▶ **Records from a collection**
==============================
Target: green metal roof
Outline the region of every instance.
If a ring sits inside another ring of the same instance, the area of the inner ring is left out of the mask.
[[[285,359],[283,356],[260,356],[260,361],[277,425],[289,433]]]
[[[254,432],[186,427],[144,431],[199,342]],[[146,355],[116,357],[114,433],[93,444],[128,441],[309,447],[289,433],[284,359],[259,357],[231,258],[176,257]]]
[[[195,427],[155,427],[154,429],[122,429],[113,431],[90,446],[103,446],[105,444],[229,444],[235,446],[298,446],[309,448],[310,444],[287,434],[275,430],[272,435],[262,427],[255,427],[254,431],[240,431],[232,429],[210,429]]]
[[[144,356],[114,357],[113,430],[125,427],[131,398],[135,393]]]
==============================
▶ **WHAT TO PRODUCE**
Only the last part of the records is wanted. Repeat it exactly, beginning at the line containing "If a ring sits" and ending at the final line.

▶ **ANSWER AREA**
If a ring sits inside another ring of the same instance, the area of the inner ring is left out of the mask.
[[[285,359],[283,356],[260,356],[260,361],[277,425],[289,433]]]
[[[254,432],[186,427],[144,431],[199,342]],[[146,355],[116,357],[114,433],[93,444],[128,441],[309,447],[289,433],[284,359],[259,357],[231,258],[176,257]]]
[[[195,427],[155,427],[154,429],[122,429],[113,431],[90,446],[103,446],[105,444],[229,444],[235,446],[298,446],[309,448],[310,444],[287,434],[275,430],[272,435],[262,427],[255,427],[254,431],[240,431],[232,429],[210,429]]]
[[[144,356],[114,357],[113,430],[125,427],[131,398],[135,393]]]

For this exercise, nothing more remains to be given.